### Page excerpt ###
From Vanishing Villages to Rising Seas: Art and Climate Change

‘Art is a mirror of nature’ is one of the oldest philosophies. Aristotle proposed this, which has never actually been contested. Humans cannot be separated from nature. Religion says that people come from soil and become part of it. Leave religion, but it has some point. Nature remains the main theme and source of inspiration for art, despite the numerous issues humans face. Long ago, romanticism bid adieu, yet we are still romantic. Still, we go to the beach for the sunset and to the mountain for sunrise. Each of us can respond to the question, “What is nature?” by saying that it is us. If we deprive ourselves of nature, what will remain? Is nature returning to exact retribution on us because we have cut it off from ourselves?

‘He grew like an oak tree,’ writes Gustave Flaubert. That’s right, we grow like oak trees and weaken like banana trunks. Even now, nature continues to serve as a metaphor for depicting humans and marking their inner states. We know, frame by frame, how movies use nature to reflect human conditions.
### Dataset records ###
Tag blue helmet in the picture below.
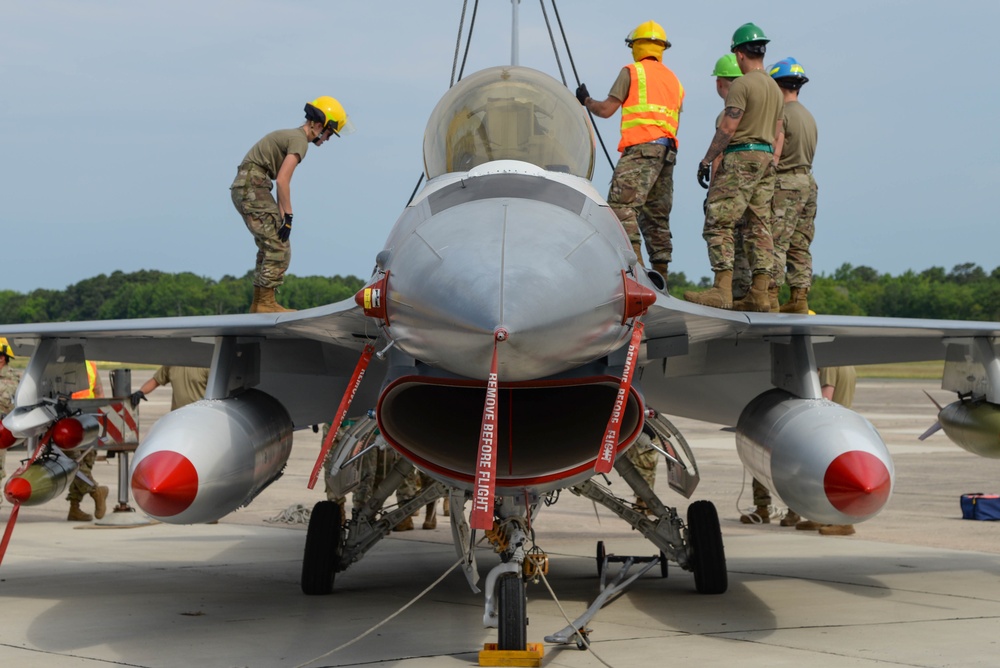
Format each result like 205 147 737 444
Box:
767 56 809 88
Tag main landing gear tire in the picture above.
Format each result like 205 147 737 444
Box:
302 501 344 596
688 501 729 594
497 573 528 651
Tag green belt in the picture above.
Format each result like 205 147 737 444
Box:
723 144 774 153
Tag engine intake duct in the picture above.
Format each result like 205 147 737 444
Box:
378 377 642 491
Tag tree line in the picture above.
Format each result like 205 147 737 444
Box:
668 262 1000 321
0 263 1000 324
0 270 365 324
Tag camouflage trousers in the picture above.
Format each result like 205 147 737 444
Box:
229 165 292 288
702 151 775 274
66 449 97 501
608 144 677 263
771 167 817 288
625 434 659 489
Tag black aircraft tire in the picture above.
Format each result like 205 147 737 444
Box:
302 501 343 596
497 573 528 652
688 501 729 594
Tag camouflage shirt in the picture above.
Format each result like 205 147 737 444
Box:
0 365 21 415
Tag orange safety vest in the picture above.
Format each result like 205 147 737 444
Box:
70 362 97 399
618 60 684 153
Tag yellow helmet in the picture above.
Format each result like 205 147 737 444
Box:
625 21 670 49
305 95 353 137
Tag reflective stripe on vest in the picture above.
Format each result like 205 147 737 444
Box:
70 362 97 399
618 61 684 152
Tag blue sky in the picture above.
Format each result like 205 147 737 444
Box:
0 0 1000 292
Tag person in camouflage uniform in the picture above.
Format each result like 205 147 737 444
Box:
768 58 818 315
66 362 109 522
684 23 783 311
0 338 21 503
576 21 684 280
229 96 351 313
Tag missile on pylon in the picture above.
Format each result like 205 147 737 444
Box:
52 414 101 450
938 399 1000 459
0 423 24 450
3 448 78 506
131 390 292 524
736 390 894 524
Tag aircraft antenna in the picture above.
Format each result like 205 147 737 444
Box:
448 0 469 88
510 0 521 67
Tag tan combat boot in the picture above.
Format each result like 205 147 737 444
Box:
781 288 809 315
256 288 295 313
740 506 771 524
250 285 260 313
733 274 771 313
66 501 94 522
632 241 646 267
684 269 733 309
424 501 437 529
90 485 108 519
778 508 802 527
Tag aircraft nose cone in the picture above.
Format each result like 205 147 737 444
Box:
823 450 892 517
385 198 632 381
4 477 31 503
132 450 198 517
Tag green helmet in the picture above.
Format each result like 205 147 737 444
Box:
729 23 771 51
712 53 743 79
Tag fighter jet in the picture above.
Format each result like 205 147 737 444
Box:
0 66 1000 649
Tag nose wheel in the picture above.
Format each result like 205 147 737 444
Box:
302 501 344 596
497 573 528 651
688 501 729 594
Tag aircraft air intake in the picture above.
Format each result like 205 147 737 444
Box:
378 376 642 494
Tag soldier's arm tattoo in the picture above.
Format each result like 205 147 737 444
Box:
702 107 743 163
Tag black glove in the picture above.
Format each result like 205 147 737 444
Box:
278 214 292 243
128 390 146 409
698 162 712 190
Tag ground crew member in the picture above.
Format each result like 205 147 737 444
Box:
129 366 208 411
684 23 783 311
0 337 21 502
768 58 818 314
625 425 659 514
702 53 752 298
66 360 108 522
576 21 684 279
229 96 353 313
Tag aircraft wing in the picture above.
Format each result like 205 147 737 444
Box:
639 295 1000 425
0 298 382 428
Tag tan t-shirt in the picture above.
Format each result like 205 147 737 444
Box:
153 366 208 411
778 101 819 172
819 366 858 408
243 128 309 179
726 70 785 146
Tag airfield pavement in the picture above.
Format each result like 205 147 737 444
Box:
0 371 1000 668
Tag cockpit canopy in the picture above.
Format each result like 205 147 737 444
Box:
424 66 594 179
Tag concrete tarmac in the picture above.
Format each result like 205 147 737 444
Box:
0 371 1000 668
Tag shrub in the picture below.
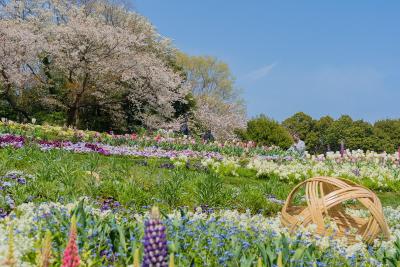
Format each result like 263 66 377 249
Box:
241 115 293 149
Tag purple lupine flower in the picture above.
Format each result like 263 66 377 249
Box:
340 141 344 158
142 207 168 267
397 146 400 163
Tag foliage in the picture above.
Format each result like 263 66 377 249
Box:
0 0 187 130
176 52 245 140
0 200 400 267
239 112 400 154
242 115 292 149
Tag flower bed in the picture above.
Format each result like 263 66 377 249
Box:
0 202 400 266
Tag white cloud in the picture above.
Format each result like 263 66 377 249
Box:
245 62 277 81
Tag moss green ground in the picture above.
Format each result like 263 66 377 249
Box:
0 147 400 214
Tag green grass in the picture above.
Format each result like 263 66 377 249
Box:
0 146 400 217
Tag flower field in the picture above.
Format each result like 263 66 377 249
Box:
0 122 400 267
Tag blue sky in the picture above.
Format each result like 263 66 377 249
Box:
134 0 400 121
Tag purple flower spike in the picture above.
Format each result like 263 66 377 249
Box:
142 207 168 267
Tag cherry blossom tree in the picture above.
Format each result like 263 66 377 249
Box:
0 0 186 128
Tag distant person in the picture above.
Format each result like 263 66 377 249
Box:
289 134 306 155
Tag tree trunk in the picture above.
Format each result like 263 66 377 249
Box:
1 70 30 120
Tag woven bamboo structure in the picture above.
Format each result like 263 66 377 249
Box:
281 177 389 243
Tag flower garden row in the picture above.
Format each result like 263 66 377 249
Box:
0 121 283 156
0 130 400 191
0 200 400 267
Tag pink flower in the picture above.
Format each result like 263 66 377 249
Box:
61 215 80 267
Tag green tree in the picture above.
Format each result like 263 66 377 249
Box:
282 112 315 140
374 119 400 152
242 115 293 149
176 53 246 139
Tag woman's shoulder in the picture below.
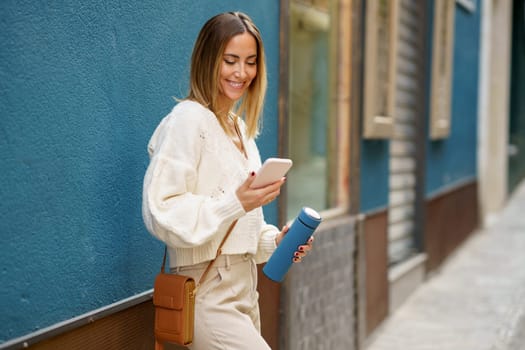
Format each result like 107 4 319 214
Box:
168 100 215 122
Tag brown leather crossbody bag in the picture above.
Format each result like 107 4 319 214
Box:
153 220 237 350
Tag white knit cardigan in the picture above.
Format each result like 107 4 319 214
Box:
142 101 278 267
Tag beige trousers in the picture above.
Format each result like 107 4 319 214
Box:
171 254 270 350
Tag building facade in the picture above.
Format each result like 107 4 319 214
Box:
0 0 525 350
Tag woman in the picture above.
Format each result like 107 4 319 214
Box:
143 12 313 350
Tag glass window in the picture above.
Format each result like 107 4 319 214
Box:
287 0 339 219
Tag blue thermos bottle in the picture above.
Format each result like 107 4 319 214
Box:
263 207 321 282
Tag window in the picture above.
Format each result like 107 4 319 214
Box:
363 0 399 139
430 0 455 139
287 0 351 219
###
Copy from the art and climate change text the passage starting with "From Vanishing Villages" and going on through "off from ourselves?".

From Vanishing Villages to Rising Seas: Art and Climate Change

‘Art is a mirror of nature’ is one of the oldest philosophies. Aristotle proposed this, which has never actually been contested. Humans cannot be separated from nature. Religion says that people come from soil and become part of it. Leave religion, but it has some point. Nature remains the main theme and source of inspiration for art, despite the numerous issues humans face. Long ago, romanticism bid adieu, yet we are still romantic. Still, we go to the beach for the sunset and to the mountain for sunrise. Each of us can respond to the question, “What is nature?” by saying that it is us. If we deprive ourselves of nature, what will remain? Is nature returning to exact retribution on us because we have cut it off from ourselves?